§ Task
Your answer must restate each entry below word for word, with no pictures in it.

Stored data entries

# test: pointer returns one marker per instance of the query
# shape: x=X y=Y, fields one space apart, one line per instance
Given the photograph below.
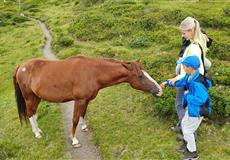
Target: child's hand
x=163 y=85
x=187 y=91
x=173 y=80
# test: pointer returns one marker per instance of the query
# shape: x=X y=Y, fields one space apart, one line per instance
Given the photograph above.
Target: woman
x=195 y=43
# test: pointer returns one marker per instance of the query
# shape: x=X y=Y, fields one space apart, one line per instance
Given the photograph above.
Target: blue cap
x=190 y=61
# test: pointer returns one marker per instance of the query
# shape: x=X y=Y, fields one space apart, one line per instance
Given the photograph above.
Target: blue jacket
x=197 y=95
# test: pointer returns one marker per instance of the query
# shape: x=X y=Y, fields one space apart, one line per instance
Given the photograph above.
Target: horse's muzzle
x=157 y=91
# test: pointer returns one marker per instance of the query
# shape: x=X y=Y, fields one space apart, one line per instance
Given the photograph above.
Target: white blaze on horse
x=76 y=78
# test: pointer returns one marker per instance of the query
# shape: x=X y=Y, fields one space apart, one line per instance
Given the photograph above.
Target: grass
x=124 y=129
x=126 y=124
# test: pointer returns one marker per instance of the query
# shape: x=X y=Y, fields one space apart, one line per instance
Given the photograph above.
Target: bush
x=65 y=41
x=174 y=16
x=215 y=22
x=19 y=19
x=227 y=11
x=140 y=42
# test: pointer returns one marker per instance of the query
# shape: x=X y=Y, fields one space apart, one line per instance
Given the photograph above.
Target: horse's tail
x=19 y=99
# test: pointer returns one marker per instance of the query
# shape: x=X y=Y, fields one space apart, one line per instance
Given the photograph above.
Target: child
x=194 y=98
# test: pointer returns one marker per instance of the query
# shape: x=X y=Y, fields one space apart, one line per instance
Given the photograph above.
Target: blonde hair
x=190 y=23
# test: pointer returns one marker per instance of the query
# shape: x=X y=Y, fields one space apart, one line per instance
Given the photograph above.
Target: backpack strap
x=201 y=79
x=202 y=57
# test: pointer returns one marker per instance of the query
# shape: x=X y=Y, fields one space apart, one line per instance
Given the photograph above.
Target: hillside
x=127 y=124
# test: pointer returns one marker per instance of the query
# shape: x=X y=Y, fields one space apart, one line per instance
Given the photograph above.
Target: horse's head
x=140 y=79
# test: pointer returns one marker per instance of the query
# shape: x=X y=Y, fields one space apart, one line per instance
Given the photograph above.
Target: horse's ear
x=138 y=60
x=127 y=65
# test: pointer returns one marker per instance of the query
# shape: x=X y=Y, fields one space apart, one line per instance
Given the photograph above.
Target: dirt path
x=88 y=151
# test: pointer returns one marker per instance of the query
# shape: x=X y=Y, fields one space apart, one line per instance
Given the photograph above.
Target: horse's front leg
x=79 y=106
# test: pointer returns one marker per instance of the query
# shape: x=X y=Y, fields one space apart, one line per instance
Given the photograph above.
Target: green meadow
x=126 y=123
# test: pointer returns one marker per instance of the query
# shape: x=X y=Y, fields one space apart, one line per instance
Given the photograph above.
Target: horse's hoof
x=40 y=131
x=38 y=136
x=84 y=128
x=76 y=145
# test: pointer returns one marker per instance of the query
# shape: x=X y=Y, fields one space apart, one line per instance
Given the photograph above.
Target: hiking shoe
x=179 y=138
x=190 y=156
x=181 y=148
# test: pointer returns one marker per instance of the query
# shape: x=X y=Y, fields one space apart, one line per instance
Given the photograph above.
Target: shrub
x=141 y=41
x=227 y=11
x=174 y=16
x=65 y=41
x=19 y=19
x=215 y=22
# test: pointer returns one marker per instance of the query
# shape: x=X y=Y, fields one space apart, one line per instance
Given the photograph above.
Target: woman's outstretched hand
x=163 y=85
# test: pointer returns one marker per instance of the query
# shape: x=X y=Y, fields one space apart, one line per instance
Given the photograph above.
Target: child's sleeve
x=178 y=83
x=199 y=96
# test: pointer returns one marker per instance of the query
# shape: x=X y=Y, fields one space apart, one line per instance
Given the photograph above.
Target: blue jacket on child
x=197 y=95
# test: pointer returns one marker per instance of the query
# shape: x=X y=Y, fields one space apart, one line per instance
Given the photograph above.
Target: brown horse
x=76 y=78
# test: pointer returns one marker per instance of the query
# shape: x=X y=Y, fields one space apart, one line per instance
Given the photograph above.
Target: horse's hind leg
x=84 y=126
x=32 y=102
x=78 y=108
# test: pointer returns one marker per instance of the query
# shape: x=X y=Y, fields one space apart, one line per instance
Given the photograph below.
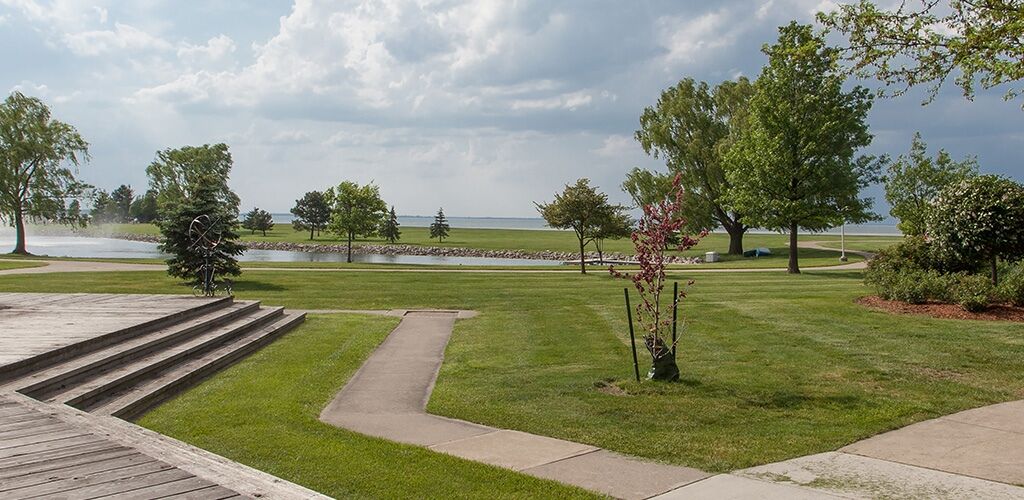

§ Your solution
# test: pointer returns one marker per instance of the query
# shape: x=X y=Y, fields one space apart, one line per instance
Given the photograph below.
Target: child's hand
x=163 y=85
x=187 y=91
x=173 y=80
# test: pointer returns one marker per instance of the query
# shape: x=X y=Y, fields one space apart, one line per instance
Given the photograph above.
Target: woman
x=195 y=43
# test: pointer returns one marker per instance of the query
# shape: x=X y=Y, fields one space apart, one line per instance
Given the photograph above.
Target: blue cap
x=190 y=61
# test: pointer returns one marker per instance of the query
# shape: x=X y=Y, fields one space apart, one line per instance
Given the photograph above.
Target: blue jacket
x=197 y=95
# test: pointer returns one marker per instance of the query
# shape: x=X y=Y, fields one space apart, one line per instance
Given the photograph above.
Target: horse's muzzle
x=157 y=91
# test: pointer returns one marker per instance of the query
# shape: x=X y=Y, fields one space apart, one line per instance
Given the photograph above.
Target: white blaze on horse
x=76 y=78
# test: pointer returns one marker per instance of the query
# shape: x=X y=Y, fields one space apart, one line per instance
Given the photograph above.
Target: grass
x=124 y=129
x=126 y=124
# test: pointer returns one marker per instance of the query
# shape: x=X y=Y, fields one space apart, one line per instance
Given the photograph above.
Target: bush
x=65 y=41
x=174 y=16
x=215 y=22
x=19 y=19
x=227 y=11
x=140 y=42
# test: pointer returns one marker per instance of the query
# shape: x=X y=Y, fields one space apart, one line per instance
Given the photograph above.
Target: horse's tail
x=19 y=99
# test: pointer returns one marker per instance of the query
# shape: x=X y=Y, fields one space apart, one line per instance
Given the photograph above.
Target: child
x=194 y=98
# test: pointer returns one marker per instance of the query
# shape: x=X y=Y, fields one space apart, one line per instance
Given the photograph above.
Target: blonde hair
x=190 y=23
# test: pointer returns one marker per instance of the query
# shape: x=X y=Y, fields one space apart, one line per instance
Given the photograph above.
Target: backpack strap
x=201 y=79
x=202 y=57
# test: pointer returns one marker per instance of the query
# shape: x=X y=Y, fields one space apart, one line per instance
Given the photograph above.
Target: hillside
x=127 y=124
# test: pointer returns one marker per instance of the query
# shape: x=X y=Y, fields one space apart, one line per instance
Given the photograph above.
Target: horse's head
x=140 y=79
# test: pointer returns one marker per instance of the query
# shape: x=X y=Y, fields one space apart, one line per instance
Given the photograph above.
Target: horse's ear
x=138 y=60
x=127 y=65
# test: pointer returns one marker per instance of the query
# shape: x=X y=Y, fields one space apart, one line per instance
Given the photograph above.
Target: dirt path
x=88 y=151
# test: pointer returns one marker per instance of the query
# shape: x=X y=Y, fields one space apart, one line per instance
Given the photograph above.
Target: horse's front leg
x=79 y=106
# test: pointer returns one marker per instance of the query
# shape: x=X y=Y, fields one space apart, one line per instance
Given the photograph above.
Target: green meadow
x=126 y=123
# test: pointer returns one marker per instance of the query
# shape: x=X y=Y, fields one space apart, one line per instance
Given the photograph above.
Target: horse's hoof
x=40 y=131
x=38 y=136
x=84 y=128
x=76 y=145
# test: pointer returns one marker per instance of the query
# shape: x=X y=Y, fields one space apart, one line per instance
Given the photograph above.
Target: hiking shoe
x=179 y=138
x=190 y=156
x=181 y=148
# test: pointer returns one marker per instance of the query
# shape: x=X y=Y, fields one space apart, one line per instance
Given the photograph above.
Target: shrub
x=141 y=41
x=227 y=11
x=174 y=16
x=65 y=41
x=19 y=19
x=215 y=22
# test: pointer returns one marker per instance of the query
# shape: x=X y=Y, fields one space apart, one line per instance
Given the photograph above.
Target: woman's outstretched hand
x=163 y=85
# test: pointer returns one marker per instance of the query
# shape: x=X y=Y, fields one space apart, one line per instance
Given the photograph above.
Target: child's sleeve
x=178 y=83
x=199 y=96
# test: pointer returns one marker per instance of the query
# shape: x=X y=Y, fields one space apart, one line per instance
Given the photograph above.
Target: blue jacket on child
x=197 y=95
# test: pointer returns one marker per instance of the query
# shape: x=X y=Y, fields one space apart, one line per instance
Given the photograph above.
Target: brown horse
x=76 y=78
# test: pointer returns one marker per instance of the query
# shape: x=X y=Y, fields one space apart, one line per instance
Given the photograph above.
Target: horse's hind leg
x=84 y=126
x=32 y=102
x=78 y=108
# test: pointer returns one marker per instance of the query
# shape: x=X y=Y, fields one space apart, one line per instance
Given the photograph below.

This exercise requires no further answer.